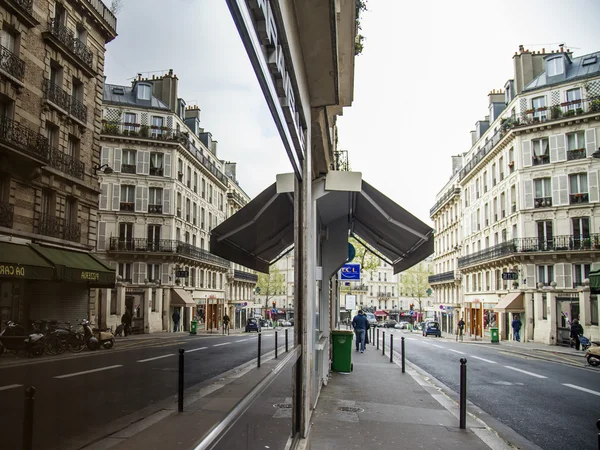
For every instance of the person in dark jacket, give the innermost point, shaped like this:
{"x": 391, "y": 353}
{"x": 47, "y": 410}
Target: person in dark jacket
{"x": 576, "y": 331}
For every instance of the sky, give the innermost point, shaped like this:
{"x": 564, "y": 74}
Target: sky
{"x": 421, "y": 82}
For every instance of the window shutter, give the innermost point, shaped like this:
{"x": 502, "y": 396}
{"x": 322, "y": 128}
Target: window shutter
{"x": 526, "y": 147}
{"x": 101, "y": 236}
{"x": 528, "y": 194}
{"x": 103, "y": 196}
{"x": 167, "y": 164}
{"x": 116, "y": 206}
{"x": 118, "y": 158}
{"x": 166, "y": 201}
{"x": 590, "y": 141}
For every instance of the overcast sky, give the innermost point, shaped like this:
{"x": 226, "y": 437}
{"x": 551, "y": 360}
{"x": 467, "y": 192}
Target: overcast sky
{"x": 420, "y": 84}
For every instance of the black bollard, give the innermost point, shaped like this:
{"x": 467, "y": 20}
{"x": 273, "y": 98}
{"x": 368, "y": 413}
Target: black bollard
{"x": 463, "y": 393}
{"x": 28, "y": 418}
{"x": 402, "y": 349}
{"x": 180, "y": 384}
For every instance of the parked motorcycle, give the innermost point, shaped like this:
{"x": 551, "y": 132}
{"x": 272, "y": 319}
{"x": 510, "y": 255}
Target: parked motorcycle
{"x": 95, "y": 337}
{"x": 19, "y": 341}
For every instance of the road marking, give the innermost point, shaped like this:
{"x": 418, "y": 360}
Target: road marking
{"x": 483, "y": 359}
{"x": 196, "y": 349}
{"x": 156, "y": 357}
{"x": 589, "y": 391}
{"x": 85, "y": 372}
{"x": 10, "y": 386}
{"x": 525, "y": 372}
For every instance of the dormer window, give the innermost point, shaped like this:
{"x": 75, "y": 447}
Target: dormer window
{"x": 555, "y": 66}
{"x": 144, "y": 92}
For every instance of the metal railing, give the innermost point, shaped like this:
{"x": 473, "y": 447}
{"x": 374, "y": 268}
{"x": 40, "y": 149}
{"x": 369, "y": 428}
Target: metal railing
{"x": 7, "y": 212}
{"x": 142, "y": 245}
{"x": 11, "y": 63}
{"x": 26, "y": 140}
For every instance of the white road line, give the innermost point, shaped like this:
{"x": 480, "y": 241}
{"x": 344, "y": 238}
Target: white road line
{"x": 482, "y": 359}
{"x": 88, "y": 371}
{"x": 525, "y": 372}
{"x": 589, "y": 391}
{"x": 196, "y": 349}
{"x": 10, "y": 386}
{"x": 156, "y": 357}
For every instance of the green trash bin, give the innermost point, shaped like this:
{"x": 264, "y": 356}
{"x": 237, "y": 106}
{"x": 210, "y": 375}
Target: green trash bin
{"x": 495, "y": 336}
{"x": 342, "y": 350}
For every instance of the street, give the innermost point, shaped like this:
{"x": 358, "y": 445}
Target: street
{"x": 552, "y": 404}
{"x": 80, "y": 398}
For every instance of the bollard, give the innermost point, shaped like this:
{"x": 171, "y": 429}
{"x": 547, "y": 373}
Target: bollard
{"x": 28, "y": 418}
{"x": 180, "y": 383}
{"x": 259, "y": 345}
{"x": 463, "y": 393}
{"x": 402, "y": 349}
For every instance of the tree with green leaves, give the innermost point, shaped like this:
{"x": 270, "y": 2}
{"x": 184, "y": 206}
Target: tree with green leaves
{"x": 270, "y": 284}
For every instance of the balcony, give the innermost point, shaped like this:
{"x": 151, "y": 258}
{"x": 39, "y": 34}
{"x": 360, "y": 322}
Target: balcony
{"x": 21, "y": 138}
{"x": 245, "y": 276}
{"x": 12, "y": 64}
{"x": 7, "y": 212}
{"x": 64, "y": 41}
{"x": 164, "y": 247}
{"x": 59, "y": 228}
{"x": 439, "y": 277}
{"x": 67, "y": 164}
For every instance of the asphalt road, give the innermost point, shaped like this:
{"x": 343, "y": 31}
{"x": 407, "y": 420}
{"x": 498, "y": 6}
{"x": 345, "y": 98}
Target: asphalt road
{"x": 546, "y": 402}
{"x": 77, "y": 396}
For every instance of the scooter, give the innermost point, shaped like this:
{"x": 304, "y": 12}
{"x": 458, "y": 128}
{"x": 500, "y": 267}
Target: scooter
{"x": 95, "y": 338}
##########
Output the data above again with every line unchanged, but leave out the pictures.

The solution –
For every instance of the person in dark jacket, give the innermost point, shaped like this:
{"x": 391, "y": 353}
{"x": 47, "y": 410}
Target: person in dark jacket
{"x": 576, "y": 331}
For every instance of the sky, give the innermost point, shaped like this:
{"x": 564, "y": 74}
Target: sky
{"x": 421, "y": 82}
For every instance of the window shutter, give the innermost point, shaped like this:
{"x": 502, "y": 396}
{"x": 322, "y": 128}
Target: window shutter
{"x": 526, "y": 147}
{"x": 101, "y": 236}
{"x": 528, "y": 194}
{"x": 103, "y": 196}
{"x": 167, "y": 164}
{"x": 116, "y": 206}
{"x": 118, "y": 158}
{"x": 166, "y": 201}
{"x": 590, "y": 141}
For every instance of the overcast sky, give the innermost point, shaped like this:
{"x": 226, "y": 437}
{"x": 551, "y": 360}
{"x": 467, "y": 192}
Target: overcast sky
{"x": 420, "y": 84}
For every instance of the black bollard, give the innermost point, shaped like this:
{"x": 467, "y": 20}
{"x": 273, "y": 98}
{"x": 368, "y": 413}
Target: black bollard
{"x": 463, "y": 393}
{"x": 28, "y": 418}
{"x": 402, "y": 349}
{"x": 180, "y": 384}
For every instance of the parked motorcycle, give the innermost point, shaped like this:
{"x": 551, "y": 132}
{"x": 272, "y": 319}
{"x": 510, "y": 255}
Target: parked motorcycle
{"x": 95, "y": 337}
{"x": 19, "y": 341}
For every instance of the road marking, give the innermost point, shaped like this:
{"x": 418, "y": 360}
Target: road marking
{"x": 483, "y": 359}
{"x": 196, "y": 349}
{"x": 156, "y": 357}
{"x": 589, "y": 391}
{"x": 85, "y": 372}
{"x": 10, "y": 386}
{"x": 525, "y": 372}
For every instance of the dormer window, give the innermost point, shaped like this:
{"x": 75, "y": 447}
Target: dormer window
{"x": 555, "y": 66}
{"x": 144, "y": 92}
For every instance of the metal railing, give the innermost point, shaped like this:
{"x": 473, "y": 447}
{"x": 374, "y": 268}
{"x": 40, "y": 149}
{"x": 369, "y": 428}
Target: metal railing
{"x": 7, "y": 212}
{"x": 142, "y": 245}
{"x": 11, "y": 63}
{"x": 26, "y": 140}
For every instance of the white road line, give the innermost point, shaped like this:
{"x": 480, "y": 241}
{"x": 344, "y": 238}
Target: white road line
{"x": 482, "y": 359}
{"x": 88, "y": 371}
{"x": 525, "y": 372}
{"x": 589, "y": 391}
{"x": 196, "y": 349}
{"x": 10, "y": 386}
{"x": 156, "y": 357}
For every instance of the green trash bin, give the innermost point, shaped like this:
{"x": 264, "y": 356}
{"x": 237, "y": 106}
{"x": 210, "y": 375}
Target: green trash bin
{"x": 495, "y": 336}
{"x": 342, "y": 350}
For every instance of the street, give the innermost point, shaped like this:
{"x": 358, "y": 445}
Target: street
{"x": 552, "y": 404}
{"x": 80, "y": 398}
For every instance of the bollard, give the innermost point, shaped like this:
{"x": 171, "y": 429}
{"x": 547, "y": 373}
Target: bollard
{"x": 28, "y": 418}
{"x": 180, "y": 383}
{"x": 259, "y": 345}
{"x": 463, "y": 393}
{"x": 402, "y": 349}
For every instance of the tree with green leaves, give the innermost point, shaped like this:
{"x": 270, "y": 2}
{"x": 184, "y": 206}
Target: tree with green leaves
{"x": 270, "y": 284}
For every instance of the balcony, give the innermost point, shaped like this:
{"x": 151, "y": 258}
{"x": 39, "y": 34}
{"x": 360, "y": 322}
Target: balcony
{"x": 21, "y": 138}
{"x": 245, "y": 276}
{"x": 12, "y": 64}
{"x": 7, "y": 212}
{"x": 64, "y": 41}
{"x": 164, "y": 247}
{"x": 59, "y": 228}
{"x": 439, "y": 277}
{"x": 67, "y": 164}
For every instance of the asphalt road, give the innermost point, shaped like this:
{"x": 343, "y": 31}
{"x": 407, "y": 420}
{"x": 498, "y": 6}
{"x": 345, "y": 98}
Target: asphalt road
{"x": 546, "y": 402}
{"x": 77, "y": 396}
For every instance of the scooter, give the innermost point, shaped like this:
{"x": 304, "y": 12}
{"x": 458, "y": 128}
{"x": 500, "y": 267}
Target: scooter
{"x": 95, "y": 338}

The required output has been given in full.